DATA TO USE:
* * * * * * * * *

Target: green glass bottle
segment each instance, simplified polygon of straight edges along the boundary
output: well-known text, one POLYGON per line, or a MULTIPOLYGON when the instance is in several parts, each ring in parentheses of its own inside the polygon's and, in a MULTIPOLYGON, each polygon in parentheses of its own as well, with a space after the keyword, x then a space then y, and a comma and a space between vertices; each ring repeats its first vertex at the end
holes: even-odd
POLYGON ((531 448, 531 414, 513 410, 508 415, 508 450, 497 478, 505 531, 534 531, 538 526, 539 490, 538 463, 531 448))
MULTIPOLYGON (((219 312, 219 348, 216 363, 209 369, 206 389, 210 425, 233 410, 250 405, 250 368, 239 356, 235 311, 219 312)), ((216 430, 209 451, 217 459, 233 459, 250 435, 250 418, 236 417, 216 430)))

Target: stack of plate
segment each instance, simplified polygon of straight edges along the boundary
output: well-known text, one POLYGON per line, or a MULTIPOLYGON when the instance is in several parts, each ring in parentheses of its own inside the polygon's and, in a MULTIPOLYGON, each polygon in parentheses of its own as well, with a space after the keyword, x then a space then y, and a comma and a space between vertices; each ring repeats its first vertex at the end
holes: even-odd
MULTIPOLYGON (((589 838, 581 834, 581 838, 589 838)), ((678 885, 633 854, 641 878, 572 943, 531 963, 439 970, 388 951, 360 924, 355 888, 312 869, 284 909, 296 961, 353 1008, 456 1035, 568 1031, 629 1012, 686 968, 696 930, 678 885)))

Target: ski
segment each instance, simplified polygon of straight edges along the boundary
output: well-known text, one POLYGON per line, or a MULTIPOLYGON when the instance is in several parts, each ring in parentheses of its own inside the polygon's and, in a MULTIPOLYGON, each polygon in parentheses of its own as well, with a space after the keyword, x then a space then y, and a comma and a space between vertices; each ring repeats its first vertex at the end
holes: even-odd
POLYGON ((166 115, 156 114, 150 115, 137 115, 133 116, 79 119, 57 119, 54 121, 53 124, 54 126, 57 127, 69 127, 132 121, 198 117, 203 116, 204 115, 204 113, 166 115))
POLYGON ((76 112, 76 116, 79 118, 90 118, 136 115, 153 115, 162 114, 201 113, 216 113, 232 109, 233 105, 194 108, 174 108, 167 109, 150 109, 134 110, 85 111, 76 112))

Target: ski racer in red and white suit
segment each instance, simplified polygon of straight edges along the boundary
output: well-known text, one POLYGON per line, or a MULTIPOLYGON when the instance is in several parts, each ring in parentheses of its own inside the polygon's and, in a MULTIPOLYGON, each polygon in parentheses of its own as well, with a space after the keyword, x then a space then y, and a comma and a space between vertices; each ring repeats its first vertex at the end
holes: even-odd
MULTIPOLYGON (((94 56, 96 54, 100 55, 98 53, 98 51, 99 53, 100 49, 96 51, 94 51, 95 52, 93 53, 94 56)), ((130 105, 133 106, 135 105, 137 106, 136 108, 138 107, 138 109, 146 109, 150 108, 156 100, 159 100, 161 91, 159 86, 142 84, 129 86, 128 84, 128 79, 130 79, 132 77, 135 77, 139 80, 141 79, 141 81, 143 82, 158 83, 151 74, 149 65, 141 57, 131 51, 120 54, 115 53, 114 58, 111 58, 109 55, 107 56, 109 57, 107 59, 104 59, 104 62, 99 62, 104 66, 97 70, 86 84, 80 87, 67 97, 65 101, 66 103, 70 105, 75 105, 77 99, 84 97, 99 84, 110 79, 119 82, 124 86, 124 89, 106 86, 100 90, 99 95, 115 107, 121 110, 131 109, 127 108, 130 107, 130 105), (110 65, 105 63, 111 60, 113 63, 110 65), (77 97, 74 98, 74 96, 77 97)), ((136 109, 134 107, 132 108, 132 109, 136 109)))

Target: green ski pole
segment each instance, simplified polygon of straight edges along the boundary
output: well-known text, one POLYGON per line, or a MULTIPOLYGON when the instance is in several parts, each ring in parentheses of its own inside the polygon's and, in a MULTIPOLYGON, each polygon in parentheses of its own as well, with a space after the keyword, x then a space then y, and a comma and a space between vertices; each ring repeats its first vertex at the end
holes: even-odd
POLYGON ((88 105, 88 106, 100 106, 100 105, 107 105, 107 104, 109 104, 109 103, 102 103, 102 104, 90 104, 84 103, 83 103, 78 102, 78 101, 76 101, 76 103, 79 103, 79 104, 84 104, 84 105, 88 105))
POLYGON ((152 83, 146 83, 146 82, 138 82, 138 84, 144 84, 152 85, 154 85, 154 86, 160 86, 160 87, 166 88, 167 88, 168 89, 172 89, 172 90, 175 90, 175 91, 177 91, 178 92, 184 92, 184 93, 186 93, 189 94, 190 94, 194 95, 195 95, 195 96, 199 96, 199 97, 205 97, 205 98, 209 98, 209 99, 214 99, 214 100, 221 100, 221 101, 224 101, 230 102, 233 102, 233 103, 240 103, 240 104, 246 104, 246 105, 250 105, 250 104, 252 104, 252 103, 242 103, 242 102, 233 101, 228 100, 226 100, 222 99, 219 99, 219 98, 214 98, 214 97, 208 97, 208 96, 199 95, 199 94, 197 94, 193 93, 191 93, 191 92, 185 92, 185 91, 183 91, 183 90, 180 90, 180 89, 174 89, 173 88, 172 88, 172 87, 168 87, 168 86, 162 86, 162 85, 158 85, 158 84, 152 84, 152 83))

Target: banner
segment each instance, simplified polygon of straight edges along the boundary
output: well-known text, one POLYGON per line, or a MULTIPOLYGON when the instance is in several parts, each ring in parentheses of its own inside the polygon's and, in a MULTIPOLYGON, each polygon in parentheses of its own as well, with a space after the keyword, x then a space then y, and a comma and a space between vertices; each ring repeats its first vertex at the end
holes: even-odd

* * * * * * * * *

SHORT EXERCISE: Rewrite the records from their start through the line containing "MULTIPOLYGON (((219 312, 219", inclusive, with "glass" replaced by "plastic" and everything else unchanged.

RESULT OF THE EXERCISE:
Target: green plastic bottle
segment each instance, simplified polygon of straight edges along the boundary
output: well-known text, one POLYGON per line, or a MULTIPOLYGON when the instance is in several parts, each ring in parentheses of its own inside the polygon's and, in a MULTIPOLYGON, each polygon in parentheses of its own as well, with a space after the keyword, x then a space then y, and a comma and a space between vertices; each ring repeats its first vertex at the end
holes: even-odd
POLYGON ((531 448, 531 414, 513 410, 508 415, 508 450, 497 478, 505 531, 534 531, 538 526, 539 490, 538 463, 531 448))
MULTIPOLYGON (((219 312, 219 348, 216 363, 209 369, 206 389, 210 425, 233 410, 250 405, 250 368, 239 356, 235 311, 219 312)), ((216 430, 209 451, 217 459, 233 459, 250 435, 250 418, 236 417, 216 430)))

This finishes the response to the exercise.